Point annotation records
□ □ □ □ □

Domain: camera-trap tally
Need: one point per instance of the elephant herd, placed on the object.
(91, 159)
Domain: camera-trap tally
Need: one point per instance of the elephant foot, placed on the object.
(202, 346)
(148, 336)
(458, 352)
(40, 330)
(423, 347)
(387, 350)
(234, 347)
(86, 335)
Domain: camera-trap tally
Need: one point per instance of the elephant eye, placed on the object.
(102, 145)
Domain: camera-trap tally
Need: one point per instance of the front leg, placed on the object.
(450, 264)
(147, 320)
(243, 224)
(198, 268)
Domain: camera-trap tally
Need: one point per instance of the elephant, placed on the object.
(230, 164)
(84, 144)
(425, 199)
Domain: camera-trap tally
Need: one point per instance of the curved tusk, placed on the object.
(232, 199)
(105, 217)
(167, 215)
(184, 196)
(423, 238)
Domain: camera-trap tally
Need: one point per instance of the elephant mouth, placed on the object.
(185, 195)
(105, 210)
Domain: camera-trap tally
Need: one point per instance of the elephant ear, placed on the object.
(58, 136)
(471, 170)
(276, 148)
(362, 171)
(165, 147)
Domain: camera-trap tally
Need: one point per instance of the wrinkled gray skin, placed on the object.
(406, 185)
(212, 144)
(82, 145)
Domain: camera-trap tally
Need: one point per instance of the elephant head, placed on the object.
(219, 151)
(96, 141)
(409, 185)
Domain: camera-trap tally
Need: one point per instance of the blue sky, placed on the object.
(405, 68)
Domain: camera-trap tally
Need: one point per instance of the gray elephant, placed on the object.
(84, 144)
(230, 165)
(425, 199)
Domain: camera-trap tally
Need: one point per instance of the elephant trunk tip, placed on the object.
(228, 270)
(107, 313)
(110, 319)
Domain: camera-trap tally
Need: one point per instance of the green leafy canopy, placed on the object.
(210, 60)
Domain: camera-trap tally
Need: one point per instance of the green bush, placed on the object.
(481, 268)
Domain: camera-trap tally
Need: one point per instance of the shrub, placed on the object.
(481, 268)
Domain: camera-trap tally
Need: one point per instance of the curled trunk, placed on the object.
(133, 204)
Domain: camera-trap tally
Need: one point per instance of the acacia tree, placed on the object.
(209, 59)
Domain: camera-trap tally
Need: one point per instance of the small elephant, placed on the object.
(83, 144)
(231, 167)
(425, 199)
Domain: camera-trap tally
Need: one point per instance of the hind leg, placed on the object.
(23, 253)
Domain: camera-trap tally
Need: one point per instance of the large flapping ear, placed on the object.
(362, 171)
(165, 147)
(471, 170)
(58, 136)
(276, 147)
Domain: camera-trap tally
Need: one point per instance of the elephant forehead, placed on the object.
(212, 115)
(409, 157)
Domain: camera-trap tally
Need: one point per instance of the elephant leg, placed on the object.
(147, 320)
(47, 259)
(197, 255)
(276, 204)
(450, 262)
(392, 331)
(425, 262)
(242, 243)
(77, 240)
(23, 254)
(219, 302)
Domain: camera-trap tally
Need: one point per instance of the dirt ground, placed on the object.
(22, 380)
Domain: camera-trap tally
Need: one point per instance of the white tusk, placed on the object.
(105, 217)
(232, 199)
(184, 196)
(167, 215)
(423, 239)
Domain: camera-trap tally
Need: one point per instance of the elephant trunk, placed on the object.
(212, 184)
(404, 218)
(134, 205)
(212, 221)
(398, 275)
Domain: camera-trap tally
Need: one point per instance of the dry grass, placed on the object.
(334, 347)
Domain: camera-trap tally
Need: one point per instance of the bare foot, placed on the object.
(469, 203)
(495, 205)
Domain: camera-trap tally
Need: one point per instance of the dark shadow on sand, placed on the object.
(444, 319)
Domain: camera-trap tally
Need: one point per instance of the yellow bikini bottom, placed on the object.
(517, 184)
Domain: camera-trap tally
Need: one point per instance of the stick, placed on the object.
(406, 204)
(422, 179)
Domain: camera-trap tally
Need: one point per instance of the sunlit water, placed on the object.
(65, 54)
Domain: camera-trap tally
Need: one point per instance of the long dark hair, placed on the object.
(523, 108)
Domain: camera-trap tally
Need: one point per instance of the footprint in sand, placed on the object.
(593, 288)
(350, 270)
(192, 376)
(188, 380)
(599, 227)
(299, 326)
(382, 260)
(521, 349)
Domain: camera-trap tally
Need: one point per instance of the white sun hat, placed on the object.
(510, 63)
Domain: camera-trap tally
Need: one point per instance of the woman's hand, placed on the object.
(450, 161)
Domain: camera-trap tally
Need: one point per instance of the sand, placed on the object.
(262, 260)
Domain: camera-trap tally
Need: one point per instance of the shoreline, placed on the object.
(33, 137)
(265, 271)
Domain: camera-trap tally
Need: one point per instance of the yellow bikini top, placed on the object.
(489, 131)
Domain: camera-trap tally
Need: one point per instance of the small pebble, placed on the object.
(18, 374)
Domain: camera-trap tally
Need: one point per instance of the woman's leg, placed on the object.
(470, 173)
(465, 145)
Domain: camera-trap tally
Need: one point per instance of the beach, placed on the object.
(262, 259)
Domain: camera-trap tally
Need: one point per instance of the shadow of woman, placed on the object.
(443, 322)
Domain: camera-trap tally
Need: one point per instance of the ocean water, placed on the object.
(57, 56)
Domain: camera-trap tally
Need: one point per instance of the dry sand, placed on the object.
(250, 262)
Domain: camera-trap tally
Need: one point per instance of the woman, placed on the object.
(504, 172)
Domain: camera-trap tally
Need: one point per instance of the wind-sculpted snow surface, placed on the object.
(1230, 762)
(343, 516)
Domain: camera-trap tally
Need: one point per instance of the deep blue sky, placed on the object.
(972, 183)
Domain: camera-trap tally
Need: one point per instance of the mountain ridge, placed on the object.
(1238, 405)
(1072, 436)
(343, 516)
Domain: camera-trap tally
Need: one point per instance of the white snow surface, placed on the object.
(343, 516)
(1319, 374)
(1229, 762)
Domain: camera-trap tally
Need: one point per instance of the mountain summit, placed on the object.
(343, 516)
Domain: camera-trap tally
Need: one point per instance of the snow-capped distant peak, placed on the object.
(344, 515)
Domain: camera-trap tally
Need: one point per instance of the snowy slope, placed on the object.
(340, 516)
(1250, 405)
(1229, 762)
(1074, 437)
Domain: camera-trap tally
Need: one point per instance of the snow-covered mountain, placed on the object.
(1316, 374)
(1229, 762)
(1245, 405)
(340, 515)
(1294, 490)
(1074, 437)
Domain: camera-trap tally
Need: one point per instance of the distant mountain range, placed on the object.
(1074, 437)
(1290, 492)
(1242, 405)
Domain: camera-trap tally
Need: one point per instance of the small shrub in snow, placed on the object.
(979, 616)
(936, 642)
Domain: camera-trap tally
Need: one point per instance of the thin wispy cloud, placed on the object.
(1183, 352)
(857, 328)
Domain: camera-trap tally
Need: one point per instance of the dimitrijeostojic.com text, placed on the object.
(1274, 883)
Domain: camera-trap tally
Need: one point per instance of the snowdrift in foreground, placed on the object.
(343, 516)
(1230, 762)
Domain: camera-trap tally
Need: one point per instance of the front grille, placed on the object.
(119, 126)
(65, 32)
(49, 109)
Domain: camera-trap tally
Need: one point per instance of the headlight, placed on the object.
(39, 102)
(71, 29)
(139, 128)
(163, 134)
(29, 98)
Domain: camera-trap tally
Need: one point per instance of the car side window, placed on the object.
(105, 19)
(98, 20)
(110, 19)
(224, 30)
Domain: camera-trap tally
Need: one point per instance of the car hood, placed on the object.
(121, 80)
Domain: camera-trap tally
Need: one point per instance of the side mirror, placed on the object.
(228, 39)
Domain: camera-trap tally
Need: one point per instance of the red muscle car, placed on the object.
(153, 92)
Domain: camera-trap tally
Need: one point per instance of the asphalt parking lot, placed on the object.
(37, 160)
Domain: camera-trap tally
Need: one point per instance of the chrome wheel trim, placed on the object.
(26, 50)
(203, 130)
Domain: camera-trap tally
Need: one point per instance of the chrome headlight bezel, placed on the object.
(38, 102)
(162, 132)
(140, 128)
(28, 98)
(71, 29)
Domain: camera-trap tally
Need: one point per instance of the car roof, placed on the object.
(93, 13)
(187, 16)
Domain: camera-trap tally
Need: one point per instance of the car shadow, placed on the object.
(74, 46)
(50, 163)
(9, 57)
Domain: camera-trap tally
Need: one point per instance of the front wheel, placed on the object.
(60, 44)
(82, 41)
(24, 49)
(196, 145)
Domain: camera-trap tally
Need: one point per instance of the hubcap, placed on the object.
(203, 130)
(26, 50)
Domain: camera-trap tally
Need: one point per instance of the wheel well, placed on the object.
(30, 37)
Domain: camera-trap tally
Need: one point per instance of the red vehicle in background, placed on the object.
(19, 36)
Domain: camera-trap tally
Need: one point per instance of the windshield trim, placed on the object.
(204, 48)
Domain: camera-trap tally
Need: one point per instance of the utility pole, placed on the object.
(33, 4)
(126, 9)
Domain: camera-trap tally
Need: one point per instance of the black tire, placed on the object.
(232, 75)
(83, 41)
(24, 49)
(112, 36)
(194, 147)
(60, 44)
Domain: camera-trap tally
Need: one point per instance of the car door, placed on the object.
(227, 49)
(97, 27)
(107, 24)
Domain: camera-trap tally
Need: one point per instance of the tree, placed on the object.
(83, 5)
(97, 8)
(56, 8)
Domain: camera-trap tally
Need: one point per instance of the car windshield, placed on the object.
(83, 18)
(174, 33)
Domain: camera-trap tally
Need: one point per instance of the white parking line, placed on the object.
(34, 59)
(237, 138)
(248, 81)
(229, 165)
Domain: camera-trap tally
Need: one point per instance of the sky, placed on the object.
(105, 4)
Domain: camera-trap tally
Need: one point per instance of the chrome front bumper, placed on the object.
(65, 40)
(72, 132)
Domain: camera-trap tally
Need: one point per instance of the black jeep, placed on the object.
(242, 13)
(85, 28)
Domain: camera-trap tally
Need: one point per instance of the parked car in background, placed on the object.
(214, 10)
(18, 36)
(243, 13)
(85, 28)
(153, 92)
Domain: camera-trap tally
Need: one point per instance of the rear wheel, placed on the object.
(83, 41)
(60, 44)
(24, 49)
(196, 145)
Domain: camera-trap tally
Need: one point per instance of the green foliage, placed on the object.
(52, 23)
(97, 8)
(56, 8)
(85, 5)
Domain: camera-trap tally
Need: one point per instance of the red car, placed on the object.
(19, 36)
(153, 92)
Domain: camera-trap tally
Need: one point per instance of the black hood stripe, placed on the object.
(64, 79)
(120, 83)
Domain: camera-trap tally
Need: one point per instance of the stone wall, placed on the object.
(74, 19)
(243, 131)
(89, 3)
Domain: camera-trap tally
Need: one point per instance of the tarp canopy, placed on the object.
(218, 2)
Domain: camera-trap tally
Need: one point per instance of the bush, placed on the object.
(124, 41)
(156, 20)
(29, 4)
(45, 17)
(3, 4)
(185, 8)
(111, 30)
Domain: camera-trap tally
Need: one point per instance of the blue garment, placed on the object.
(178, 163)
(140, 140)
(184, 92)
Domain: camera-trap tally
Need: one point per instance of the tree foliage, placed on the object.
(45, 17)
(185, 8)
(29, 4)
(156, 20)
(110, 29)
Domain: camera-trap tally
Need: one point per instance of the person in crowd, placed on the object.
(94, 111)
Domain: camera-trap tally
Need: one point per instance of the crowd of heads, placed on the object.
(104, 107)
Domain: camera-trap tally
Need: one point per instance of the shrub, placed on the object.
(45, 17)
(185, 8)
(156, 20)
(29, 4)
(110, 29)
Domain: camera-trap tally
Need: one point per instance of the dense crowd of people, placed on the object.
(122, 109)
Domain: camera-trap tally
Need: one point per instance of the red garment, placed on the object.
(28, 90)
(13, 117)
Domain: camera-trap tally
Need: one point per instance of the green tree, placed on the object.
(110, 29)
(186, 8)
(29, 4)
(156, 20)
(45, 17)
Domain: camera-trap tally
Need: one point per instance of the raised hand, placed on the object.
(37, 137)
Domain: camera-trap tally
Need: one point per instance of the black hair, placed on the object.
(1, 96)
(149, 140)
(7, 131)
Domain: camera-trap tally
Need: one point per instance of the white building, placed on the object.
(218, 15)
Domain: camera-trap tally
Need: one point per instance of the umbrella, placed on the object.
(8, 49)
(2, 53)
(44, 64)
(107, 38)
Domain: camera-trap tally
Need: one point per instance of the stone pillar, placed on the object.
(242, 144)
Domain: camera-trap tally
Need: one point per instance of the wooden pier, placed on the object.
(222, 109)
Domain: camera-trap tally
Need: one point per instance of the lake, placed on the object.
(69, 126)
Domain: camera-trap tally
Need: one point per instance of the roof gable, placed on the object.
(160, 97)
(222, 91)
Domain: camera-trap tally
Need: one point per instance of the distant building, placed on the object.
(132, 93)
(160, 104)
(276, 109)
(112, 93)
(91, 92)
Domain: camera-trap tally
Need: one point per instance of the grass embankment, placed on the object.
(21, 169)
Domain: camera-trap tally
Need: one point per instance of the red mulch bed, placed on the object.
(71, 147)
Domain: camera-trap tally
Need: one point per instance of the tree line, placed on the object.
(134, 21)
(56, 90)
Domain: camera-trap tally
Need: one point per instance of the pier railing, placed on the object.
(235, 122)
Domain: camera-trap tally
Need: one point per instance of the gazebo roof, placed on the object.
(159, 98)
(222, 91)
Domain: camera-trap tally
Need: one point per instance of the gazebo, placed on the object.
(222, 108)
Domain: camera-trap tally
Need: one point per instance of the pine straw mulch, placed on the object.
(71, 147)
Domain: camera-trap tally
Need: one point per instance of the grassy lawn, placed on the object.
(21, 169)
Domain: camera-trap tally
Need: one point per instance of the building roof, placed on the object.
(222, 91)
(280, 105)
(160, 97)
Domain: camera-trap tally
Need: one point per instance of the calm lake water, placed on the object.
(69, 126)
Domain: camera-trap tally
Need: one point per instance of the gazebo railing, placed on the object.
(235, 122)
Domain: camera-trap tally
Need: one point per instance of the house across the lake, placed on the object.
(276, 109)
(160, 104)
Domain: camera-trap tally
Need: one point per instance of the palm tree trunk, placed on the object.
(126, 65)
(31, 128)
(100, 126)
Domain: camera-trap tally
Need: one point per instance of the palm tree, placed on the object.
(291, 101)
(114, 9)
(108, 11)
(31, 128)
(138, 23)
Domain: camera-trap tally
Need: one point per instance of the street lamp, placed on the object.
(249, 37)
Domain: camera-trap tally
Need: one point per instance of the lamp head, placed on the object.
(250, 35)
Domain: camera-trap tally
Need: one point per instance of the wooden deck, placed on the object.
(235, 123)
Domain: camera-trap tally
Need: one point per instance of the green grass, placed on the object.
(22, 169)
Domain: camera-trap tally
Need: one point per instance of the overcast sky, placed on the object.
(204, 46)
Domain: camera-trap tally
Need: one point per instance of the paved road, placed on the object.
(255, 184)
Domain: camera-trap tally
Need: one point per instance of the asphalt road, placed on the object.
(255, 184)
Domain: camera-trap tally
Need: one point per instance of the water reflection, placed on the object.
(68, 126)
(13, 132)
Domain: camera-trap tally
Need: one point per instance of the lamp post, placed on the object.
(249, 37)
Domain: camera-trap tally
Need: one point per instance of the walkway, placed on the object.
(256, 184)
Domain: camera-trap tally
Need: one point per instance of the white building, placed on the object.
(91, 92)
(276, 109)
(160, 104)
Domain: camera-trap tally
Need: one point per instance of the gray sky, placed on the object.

□ □ □ □ □

§ **What you have to do**:
State how many lines in the entries above contain the word "trunk". Give only the number.

§ **The solution**:
4